-- Items --

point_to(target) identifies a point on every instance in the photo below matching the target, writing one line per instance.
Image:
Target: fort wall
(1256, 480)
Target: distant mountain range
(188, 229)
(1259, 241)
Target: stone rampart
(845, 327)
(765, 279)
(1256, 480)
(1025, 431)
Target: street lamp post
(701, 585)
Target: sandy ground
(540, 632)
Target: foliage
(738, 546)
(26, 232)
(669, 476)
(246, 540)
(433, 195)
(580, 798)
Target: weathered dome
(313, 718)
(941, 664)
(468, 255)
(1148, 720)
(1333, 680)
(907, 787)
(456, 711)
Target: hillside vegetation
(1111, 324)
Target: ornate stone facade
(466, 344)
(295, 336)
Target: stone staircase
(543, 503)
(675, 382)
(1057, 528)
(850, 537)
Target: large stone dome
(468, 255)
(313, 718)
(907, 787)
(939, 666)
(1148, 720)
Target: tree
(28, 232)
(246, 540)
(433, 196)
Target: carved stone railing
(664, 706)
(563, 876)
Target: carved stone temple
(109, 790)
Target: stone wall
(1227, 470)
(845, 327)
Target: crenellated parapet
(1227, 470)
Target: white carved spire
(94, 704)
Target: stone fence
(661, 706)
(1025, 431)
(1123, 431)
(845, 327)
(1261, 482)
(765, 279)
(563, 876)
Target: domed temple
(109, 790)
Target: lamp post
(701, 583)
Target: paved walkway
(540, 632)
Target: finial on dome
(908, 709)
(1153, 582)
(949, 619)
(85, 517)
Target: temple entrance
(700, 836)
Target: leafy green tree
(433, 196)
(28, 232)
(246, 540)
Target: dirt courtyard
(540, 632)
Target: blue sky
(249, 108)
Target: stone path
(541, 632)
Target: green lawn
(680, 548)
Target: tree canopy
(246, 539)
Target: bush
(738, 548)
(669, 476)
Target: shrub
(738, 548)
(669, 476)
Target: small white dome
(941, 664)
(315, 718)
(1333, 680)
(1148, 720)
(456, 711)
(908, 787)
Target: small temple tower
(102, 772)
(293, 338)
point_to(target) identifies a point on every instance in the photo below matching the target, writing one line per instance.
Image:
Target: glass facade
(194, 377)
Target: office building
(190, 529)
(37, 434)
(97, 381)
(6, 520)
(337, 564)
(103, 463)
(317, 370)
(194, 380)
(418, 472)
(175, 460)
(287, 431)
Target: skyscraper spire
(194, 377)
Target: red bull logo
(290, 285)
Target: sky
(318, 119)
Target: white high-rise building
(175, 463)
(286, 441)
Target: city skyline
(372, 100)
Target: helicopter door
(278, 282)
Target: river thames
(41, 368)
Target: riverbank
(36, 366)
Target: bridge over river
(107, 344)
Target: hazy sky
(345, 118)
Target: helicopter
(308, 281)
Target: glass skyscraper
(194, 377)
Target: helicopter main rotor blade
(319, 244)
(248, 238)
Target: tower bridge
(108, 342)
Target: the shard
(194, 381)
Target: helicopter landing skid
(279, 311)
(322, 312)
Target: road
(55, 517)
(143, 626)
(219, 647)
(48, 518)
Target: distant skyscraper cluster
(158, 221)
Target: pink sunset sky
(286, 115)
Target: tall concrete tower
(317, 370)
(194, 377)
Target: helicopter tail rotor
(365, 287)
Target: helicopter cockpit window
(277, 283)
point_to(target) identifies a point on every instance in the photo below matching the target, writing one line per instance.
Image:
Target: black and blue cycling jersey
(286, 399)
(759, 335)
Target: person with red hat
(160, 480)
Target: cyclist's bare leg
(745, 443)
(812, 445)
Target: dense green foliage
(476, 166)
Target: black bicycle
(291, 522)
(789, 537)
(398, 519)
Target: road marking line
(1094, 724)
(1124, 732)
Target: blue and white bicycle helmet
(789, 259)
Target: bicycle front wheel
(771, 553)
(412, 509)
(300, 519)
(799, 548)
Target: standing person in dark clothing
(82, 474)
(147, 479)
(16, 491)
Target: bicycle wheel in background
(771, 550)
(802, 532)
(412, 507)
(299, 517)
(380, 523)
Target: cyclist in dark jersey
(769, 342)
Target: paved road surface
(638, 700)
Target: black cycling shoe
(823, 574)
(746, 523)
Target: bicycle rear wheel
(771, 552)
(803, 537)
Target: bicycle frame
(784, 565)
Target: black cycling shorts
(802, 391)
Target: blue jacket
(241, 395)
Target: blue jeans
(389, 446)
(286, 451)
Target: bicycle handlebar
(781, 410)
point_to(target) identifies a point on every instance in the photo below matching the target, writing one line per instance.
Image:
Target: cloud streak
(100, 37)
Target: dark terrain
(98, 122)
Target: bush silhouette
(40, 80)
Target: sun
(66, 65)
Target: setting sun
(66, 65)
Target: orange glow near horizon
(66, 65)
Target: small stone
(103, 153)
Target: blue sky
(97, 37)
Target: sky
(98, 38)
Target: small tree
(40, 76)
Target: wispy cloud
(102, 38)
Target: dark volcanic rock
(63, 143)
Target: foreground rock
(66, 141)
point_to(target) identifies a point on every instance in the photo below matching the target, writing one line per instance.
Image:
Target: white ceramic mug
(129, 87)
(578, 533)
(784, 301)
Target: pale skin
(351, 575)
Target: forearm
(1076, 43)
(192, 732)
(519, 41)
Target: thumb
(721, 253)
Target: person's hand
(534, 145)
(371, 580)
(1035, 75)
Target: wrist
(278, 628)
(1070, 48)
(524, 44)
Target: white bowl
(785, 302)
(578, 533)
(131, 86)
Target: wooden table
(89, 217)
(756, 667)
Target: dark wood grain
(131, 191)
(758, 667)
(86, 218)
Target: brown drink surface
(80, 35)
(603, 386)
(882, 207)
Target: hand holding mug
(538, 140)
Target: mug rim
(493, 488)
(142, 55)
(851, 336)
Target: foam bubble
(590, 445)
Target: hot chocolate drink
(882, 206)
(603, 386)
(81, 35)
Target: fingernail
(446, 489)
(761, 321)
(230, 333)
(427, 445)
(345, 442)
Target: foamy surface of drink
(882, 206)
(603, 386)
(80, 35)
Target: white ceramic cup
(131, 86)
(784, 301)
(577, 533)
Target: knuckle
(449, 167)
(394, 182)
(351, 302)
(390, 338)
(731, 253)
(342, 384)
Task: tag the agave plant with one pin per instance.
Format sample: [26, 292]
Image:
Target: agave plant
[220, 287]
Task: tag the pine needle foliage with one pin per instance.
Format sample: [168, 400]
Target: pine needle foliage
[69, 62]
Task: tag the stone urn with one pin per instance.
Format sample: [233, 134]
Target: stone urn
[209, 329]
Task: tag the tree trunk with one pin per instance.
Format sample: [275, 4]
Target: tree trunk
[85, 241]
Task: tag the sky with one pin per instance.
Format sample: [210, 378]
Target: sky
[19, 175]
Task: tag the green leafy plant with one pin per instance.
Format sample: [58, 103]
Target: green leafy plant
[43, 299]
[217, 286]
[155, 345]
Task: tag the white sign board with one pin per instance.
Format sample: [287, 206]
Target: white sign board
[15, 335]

-- Problem to solve --
Beginning at the line that contains "Task: tag the pine", retype each line of the listing up to and including the last one, exactly as it stands, and nothing else.

-- Exercise result --
Task: tag the pine needle foliage with one pin per instance.
Format sample: [168, 400]
Target: pine needle foliage
[69, 62]
Task: tag the stone urn with one pin per instance.
Format sample: [233, 134]
Target: stone urn
[209, 329]
Task: tag the tree trunk with one pin per instance.
Format sample: [275, 4]
Target: tree trunk
[85, 241]
Task: tag the sky with one pin per instance.
Format sample: [210, 378]
Target: sky
[19, 175]
Task: tag the green leafy plant with one pin per instance.
Format sample: [58, 103]
Target: green leafy plant
[43, 299]
[217, 286]
[155, 345]
Task: tag the white sign board with one pin per instance.
Format sample: [287, 206]
Target: white sign board
[15, 335]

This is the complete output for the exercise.